◆ Trecho dado
▽

Falta de canais de diálogo e informação
Também na região Oeste do Paraná, em Foz do Iguaçu, o professor Alejandro Flores é licenciando em Letras (Espanhol e Português) e enviou à reportagem, via redes sociais, que não pode divulgar opinião nos materiais da escola e que, portanto, publicou em outro periódico local sua opinião sobre o tema, questionando se a escola não deveria investir no fortalecimento de outros profissionais no ambiente escolar, em lugar da alocação do militar aposentado:
“Será que não seria mais benéfico contar com especialistas que compreendem as complexidades emocionais e cognitivas dos estudantes? Profissionais capacitados em psicologia, assistência social e psicopedagogia podem desempenhar um papel crucial na promoção do bem-estar emocional e no apoio ao desenvolvimento acadêmico”, afirmou, em publicação recente.
Consulta desta vez envolve 80 mil alunos
Segundo a Secretaria de Estado da Educação (Seed), cerca de 80 mil alunos da rede estadual estarão envolvidos no processo. O resultado da votação deve ser divulgado no dia 5 de dezembro. Hoje, o Paraná já possui 194 escolas cívico-militares.

△

◆ Tarefa 1
Responda com base no trecho:
(a) Em que cidade está o professor Alejandro Flores?
(b) Segundo a Seed, quantos alunos da rede estadual vão participar do processo?
(c) Em que dia deve sair o resultado da votação?
◆ Tarefa 2
Copie de novo o trecho, começando em "Consulta desta vez" e terminando em "194 escolas cívico-militares.", e substitua "votação" por "consulta".
As linhas a seguir não têm relação com o trecho.

◆ Dados fornecidos
▽

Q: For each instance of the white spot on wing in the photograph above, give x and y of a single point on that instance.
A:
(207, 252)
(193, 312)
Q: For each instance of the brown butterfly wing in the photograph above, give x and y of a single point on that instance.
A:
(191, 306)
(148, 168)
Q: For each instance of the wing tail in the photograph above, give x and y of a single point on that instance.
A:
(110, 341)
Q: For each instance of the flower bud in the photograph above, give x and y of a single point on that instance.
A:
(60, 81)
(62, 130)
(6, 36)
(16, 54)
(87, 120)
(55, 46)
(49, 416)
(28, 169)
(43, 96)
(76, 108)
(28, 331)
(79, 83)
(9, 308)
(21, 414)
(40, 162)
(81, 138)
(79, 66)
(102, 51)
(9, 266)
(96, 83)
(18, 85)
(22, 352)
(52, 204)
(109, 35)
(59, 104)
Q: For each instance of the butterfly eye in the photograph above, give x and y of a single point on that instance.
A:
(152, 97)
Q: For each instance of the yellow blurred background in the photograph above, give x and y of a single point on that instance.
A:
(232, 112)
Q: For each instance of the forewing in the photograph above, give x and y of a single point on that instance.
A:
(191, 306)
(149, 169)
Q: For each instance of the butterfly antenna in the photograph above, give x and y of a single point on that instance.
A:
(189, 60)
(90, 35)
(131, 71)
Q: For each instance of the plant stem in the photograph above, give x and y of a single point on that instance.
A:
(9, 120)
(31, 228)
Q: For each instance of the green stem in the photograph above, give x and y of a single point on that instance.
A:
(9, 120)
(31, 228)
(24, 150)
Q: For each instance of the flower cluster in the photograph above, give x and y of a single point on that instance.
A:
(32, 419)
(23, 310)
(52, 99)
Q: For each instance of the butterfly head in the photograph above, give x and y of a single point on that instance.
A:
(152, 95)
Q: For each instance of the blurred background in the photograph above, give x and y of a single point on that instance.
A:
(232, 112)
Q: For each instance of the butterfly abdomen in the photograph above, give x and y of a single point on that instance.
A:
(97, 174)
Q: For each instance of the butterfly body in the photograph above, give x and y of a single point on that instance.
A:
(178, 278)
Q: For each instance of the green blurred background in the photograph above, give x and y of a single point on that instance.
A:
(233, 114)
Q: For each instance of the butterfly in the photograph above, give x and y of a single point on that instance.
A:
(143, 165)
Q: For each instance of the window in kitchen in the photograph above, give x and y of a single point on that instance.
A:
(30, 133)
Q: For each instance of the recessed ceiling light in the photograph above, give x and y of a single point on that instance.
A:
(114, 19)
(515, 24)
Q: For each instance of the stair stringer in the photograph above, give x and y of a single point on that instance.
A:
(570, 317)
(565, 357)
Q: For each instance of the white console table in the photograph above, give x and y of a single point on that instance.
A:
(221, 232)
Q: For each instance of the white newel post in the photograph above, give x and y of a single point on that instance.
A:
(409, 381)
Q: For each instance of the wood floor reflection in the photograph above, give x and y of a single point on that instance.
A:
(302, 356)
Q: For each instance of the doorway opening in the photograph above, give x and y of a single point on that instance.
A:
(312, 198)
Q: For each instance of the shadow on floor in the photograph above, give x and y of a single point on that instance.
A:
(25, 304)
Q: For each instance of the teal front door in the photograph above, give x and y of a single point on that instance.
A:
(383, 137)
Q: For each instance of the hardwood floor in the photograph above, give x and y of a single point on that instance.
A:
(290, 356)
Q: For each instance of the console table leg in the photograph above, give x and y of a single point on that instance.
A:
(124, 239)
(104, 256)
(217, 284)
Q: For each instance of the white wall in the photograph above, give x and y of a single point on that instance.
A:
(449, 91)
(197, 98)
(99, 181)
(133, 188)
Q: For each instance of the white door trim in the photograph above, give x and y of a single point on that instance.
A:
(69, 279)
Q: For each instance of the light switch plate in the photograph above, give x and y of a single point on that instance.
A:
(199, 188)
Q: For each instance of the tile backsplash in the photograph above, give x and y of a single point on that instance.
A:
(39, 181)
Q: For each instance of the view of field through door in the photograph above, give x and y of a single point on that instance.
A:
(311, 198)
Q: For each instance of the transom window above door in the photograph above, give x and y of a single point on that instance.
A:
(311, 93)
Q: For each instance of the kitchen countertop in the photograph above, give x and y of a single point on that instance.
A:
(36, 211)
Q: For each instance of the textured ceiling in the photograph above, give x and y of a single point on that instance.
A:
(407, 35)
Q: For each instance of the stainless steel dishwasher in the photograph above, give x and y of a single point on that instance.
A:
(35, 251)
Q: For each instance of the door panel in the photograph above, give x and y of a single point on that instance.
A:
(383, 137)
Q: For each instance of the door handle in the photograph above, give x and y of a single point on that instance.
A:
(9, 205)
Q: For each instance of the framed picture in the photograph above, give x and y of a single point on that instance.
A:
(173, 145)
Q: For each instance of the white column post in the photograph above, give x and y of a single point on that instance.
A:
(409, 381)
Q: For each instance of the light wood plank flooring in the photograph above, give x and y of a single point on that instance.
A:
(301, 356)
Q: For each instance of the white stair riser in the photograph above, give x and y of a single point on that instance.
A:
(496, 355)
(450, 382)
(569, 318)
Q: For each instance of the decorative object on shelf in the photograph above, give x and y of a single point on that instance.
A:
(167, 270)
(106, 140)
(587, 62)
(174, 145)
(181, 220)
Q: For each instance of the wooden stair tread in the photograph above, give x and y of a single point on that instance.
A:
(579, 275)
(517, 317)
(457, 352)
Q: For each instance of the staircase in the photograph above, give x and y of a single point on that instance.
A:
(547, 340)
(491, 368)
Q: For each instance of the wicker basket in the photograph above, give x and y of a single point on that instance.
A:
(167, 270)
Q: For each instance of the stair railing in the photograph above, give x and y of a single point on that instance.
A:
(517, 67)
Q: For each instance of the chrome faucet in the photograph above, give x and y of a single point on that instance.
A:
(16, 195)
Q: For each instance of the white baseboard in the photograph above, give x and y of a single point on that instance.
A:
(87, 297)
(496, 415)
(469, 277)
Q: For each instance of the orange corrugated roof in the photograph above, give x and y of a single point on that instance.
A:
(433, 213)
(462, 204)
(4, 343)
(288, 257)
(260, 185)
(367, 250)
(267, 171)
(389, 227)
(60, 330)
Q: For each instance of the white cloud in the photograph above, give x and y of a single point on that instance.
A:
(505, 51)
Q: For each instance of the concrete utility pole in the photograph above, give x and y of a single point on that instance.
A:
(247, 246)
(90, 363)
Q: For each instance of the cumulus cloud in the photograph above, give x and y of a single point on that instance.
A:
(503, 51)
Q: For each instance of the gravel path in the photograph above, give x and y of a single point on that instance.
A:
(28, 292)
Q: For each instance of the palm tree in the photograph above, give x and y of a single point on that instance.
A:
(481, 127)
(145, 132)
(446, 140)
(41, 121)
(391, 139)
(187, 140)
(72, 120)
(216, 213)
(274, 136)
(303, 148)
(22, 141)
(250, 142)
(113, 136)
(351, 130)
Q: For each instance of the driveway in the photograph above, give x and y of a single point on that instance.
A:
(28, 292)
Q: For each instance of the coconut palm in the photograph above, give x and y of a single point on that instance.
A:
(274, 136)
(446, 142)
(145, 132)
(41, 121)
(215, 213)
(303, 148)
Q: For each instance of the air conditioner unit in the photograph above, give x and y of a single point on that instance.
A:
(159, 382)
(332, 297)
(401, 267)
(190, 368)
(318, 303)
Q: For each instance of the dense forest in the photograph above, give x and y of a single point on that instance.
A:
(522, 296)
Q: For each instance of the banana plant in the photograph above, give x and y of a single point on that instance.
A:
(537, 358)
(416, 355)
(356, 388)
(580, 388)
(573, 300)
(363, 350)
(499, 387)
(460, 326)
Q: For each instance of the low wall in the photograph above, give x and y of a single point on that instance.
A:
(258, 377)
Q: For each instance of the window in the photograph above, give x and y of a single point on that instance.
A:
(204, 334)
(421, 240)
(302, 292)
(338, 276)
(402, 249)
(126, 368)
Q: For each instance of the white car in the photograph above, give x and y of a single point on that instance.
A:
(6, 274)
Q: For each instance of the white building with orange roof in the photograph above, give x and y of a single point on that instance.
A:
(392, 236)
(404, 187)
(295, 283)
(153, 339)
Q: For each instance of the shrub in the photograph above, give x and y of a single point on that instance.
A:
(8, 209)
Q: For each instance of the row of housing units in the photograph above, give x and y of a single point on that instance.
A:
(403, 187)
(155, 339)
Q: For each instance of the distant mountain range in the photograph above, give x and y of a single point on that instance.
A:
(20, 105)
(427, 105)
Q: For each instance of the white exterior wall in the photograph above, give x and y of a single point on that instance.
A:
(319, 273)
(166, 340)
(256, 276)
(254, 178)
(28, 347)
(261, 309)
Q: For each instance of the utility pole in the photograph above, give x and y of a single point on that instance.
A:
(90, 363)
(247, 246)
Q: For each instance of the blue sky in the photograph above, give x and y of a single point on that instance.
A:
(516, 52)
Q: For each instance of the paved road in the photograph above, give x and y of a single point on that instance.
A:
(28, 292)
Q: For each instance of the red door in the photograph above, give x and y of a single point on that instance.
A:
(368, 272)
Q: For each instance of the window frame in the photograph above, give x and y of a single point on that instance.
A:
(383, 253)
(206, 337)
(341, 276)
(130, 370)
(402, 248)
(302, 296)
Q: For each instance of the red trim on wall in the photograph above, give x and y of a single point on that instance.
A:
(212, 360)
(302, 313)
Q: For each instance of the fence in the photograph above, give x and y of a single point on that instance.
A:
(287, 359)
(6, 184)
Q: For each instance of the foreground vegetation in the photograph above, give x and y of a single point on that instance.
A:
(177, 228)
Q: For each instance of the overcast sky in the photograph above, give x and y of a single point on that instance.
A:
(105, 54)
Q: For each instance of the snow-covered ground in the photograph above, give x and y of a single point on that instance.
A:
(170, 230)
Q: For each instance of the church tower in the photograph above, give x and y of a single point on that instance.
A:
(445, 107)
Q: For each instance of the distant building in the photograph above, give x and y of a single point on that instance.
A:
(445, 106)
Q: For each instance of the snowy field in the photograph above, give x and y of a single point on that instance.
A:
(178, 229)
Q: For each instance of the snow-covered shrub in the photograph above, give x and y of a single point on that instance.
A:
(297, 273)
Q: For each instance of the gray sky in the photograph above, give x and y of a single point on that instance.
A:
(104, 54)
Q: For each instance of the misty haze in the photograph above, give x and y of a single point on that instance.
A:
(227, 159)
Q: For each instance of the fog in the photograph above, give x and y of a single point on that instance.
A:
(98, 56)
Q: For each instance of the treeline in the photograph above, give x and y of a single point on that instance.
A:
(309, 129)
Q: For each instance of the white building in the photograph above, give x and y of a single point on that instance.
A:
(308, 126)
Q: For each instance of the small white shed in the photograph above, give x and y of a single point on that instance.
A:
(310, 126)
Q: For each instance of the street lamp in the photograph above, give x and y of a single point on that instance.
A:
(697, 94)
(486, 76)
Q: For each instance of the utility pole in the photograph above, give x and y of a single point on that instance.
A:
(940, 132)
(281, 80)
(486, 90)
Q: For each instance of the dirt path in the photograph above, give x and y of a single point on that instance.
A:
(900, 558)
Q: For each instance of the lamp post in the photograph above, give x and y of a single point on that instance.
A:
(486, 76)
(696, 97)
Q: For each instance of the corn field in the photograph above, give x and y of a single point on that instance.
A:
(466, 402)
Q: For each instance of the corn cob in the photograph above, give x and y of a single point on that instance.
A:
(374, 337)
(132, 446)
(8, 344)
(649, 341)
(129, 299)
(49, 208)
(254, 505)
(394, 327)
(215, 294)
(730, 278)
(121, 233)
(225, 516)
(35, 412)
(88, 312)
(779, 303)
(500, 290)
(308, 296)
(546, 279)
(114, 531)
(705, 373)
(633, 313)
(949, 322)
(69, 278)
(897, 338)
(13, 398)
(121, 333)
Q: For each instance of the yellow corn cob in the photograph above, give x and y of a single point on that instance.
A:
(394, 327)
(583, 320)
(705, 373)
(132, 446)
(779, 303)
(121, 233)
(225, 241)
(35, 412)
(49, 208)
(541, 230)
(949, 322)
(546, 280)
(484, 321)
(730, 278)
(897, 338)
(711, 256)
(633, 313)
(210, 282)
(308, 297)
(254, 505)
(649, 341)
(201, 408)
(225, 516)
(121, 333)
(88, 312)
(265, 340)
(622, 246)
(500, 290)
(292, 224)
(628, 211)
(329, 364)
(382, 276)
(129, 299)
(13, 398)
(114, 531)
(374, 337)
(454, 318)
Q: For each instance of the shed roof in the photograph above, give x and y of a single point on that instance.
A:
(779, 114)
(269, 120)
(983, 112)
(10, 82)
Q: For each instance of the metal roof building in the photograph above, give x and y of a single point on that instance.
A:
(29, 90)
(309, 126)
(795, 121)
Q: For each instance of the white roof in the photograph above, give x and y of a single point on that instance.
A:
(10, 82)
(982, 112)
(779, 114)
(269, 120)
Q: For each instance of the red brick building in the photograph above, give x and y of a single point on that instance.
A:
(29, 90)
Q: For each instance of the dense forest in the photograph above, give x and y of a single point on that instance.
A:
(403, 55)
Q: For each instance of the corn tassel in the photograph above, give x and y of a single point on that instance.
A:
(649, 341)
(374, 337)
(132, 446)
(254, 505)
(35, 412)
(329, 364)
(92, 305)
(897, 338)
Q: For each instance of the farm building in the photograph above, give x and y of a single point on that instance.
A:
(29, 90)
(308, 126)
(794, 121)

△

◆ Sua resposta 1
(a) Em Foz do Iguaçu.
(b) Cerca de 80 mil alunos.
(c) No dia 5 de dezembro.

◆ Sua resposta 2
Consulta desta vez envolve 80 mil alunos
Segundo a Secretaria de Estado da Educação (Seed), cerca de 80 mil alunos da rede estadual estarão envolvidos no processo. O resultado da consulta deve ser divulgado no dia 5 de dezembro. Hoje, o Paraná já possui 194 escolas cívico-militares.